Quote the Tawi-Tawi seaweed article word for word, everything from "The Food and" down to "women’s livelihoods worldwide.".

§ Document segment
--------------------------------------------------

The Food and Agriculture Organization of the United Nations declared 2026 the International Year of the Woman Farmer (IYWF), wanting to spotlight the essential roles women play across agrifood systems, from production to trade. Women farmers are central to food security, nutrition and economic resilience, yet their crucial contributions all too often remain unrecognised and unseen. IYWF 2026 will raise awareness and promote actions to close the gender gaps and improve women’s livelihoods worldwide.
Today, let’s spotlight the women of the seaweed capital of the Philippines: Tawi-Tawi.
Seaweed
You might not know it (yet), but seaweed is an integral part of the agriculture industry and the Philippines play an important role in supplying it to the world. The country’s capital of seaweed is the province-island of Tawi-Tawi, located in the Bangsamoro Autonomous Region in Muslim Mindanao ( BARMM) in the southern part of the Philippines.
Of the 600.000 tonnes of seaweed exported by the Philippines yearly, Tawi-Tawi produces 40%. Most of it is exported for carrageenan, better known as E407 on our ingredient lists: a gelling agent for the food processing industry.
But back to Tawi-Tawi, where the men harvest the agal-agal – the local name for the Eucheuma and Kappaphycus seaweeds – in wooden boats in the Celebes Sea and pass their harvest to women, waiting in the villages where the houses are built on stilts in the shallow waters. It’s the women who are responsible for processing.
Decline
But there’s a problem… For the people of Tawi-Tawi, seaweed is life, quite literally, and the hands of their women ensure income and security for their families. Climate change and the general state of the world, however, are threatening their way of life. With the volatile prices due to competition from abroad, farmers in Tawi-Tawi already operate at a loss, but climate change is quickly escalating the problem: the higher sea temperatures due to climate change make the precious seaweed vulnerable to ice-ice disease, a bacterial infection that can ruin entire harvests at a time. As a result, the people from Tawi-Tawi turn to unsustainable practices just to survive: cutting mangrove forests for charcoal, spearfishing or even gathering rocks from the seabed to crush into gravel.
FAIR-Value project
Recognizing these challenges, the FAO and her partners launched the Farmer-Fisherfolk’s Advancement and Integration to Resilient Value Chains (FAIR-Value) project. Implemented in the Bangsamoro Autonomous Region of Muslim Mindanao, the European Union-funded project aims to improve seaweed production, value chains and marketability.
The hands-on training programme is working to increase skills in sustainable farming, climate-smart techniques and making seaweed into high-value products. Participants learn various skills including preparing planting materials and setting up a farm from scratch. They also learn from each other through farm field schools.
The farmers-fisherfolks advancement and integration to resilient value chain was launched to empower seaweed farmers to adopt sustainable cultivation and marketing practices toward achieving the Four Betters.
Impact for the women of Tawi-Tawi
Without seaweed, most women from the Tawi-Tawi region would not be able to work. Without an income to provide financial independence for themselves and the essentials for their families, these women would become very vulnerable, very fast.
Thanks to the programme’s trainings and help, the women can keep doing what they do best: process agal-agal and provide incomes for themselves and their children.

--------------------------------------------------

(Data excerpts)
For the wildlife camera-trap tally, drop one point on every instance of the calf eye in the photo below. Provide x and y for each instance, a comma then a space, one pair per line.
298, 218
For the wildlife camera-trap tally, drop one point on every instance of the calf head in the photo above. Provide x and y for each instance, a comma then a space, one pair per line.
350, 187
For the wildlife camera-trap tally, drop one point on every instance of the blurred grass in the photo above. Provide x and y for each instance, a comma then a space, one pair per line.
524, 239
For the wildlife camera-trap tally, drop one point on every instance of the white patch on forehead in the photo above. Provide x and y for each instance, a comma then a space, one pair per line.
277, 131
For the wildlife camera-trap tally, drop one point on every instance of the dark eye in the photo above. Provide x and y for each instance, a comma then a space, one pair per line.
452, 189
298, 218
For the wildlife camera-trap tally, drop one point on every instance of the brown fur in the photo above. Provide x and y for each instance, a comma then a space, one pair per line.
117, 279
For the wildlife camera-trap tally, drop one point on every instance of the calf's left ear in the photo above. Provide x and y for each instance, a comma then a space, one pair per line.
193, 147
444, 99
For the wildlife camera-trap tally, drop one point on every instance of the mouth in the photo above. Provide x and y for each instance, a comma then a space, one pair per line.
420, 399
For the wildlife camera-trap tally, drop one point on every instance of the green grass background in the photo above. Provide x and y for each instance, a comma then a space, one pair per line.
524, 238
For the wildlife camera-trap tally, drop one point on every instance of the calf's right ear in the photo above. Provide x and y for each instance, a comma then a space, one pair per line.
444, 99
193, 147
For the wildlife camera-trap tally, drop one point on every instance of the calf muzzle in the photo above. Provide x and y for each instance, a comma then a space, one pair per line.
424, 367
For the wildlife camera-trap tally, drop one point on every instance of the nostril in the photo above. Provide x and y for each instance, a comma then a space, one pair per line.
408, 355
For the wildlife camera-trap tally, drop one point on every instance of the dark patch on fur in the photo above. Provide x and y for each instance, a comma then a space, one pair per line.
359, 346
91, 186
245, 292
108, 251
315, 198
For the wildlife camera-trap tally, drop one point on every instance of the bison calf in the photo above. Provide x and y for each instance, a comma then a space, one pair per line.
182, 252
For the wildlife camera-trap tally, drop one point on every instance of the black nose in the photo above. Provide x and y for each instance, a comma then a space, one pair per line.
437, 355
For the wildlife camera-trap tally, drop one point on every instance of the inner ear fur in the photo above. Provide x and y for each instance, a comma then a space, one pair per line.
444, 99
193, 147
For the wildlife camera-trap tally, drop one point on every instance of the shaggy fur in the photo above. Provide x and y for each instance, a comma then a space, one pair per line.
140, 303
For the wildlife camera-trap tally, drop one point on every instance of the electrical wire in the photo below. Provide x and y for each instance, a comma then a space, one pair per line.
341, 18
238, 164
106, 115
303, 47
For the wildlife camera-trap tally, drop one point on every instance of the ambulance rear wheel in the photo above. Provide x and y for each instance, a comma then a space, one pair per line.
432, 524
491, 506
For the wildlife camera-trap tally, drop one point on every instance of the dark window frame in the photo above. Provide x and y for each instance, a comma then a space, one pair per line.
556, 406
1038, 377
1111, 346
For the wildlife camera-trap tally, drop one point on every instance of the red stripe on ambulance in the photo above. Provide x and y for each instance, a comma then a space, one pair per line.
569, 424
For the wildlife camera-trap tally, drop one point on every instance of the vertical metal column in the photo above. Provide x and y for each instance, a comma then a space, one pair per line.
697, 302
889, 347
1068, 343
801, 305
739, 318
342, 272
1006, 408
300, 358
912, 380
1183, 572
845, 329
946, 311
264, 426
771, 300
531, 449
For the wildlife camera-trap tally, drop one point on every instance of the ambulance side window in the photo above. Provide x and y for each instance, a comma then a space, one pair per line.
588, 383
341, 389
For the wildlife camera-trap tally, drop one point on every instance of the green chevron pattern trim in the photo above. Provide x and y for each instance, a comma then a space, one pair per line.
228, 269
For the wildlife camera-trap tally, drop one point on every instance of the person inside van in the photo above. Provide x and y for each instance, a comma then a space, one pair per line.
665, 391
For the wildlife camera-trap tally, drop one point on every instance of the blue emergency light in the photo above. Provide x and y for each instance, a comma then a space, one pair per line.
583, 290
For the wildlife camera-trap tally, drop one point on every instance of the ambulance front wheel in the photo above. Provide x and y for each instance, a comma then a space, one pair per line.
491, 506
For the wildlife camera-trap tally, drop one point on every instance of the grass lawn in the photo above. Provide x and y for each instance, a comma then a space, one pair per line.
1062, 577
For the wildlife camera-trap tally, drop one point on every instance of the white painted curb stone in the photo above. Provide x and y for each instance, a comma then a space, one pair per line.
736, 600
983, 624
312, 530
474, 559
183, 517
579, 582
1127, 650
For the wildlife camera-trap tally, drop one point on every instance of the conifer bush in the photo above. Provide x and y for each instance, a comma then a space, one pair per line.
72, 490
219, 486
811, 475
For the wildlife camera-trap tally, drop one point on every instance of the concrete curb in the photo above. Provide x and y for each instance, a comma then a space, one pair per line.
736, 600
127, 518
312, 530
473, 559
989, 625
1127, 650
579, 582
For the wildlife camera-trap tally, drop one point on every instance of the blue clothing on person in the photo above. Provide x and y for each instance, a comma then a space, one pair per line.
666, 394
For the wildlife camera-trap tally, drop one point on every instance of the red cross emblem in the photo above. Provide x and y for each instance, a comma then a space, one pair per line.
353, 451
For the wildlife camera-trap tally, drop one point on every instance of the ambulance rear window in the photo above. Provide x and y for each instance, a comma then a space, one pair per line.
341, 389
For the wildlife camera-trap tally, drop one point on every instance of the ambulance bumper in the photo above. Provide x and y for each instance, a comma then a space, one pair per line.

--------------------------------------------------

§ Exercise result
The Food and Agriculture Organization of the United Nations declared 2026 the International Year of the Woman Farmer (IYWF), wanting to spotlight the essential roles women play across agrifood systems, from production to trade. Women farmers are central to food security, nutrition and economic resilience, yet their crucial contributions all too often remain unrecognised and unseen. IYWF 2026 will raise awareness and promote actions to close the gender gaps and improve women’s livelihoods worldwide.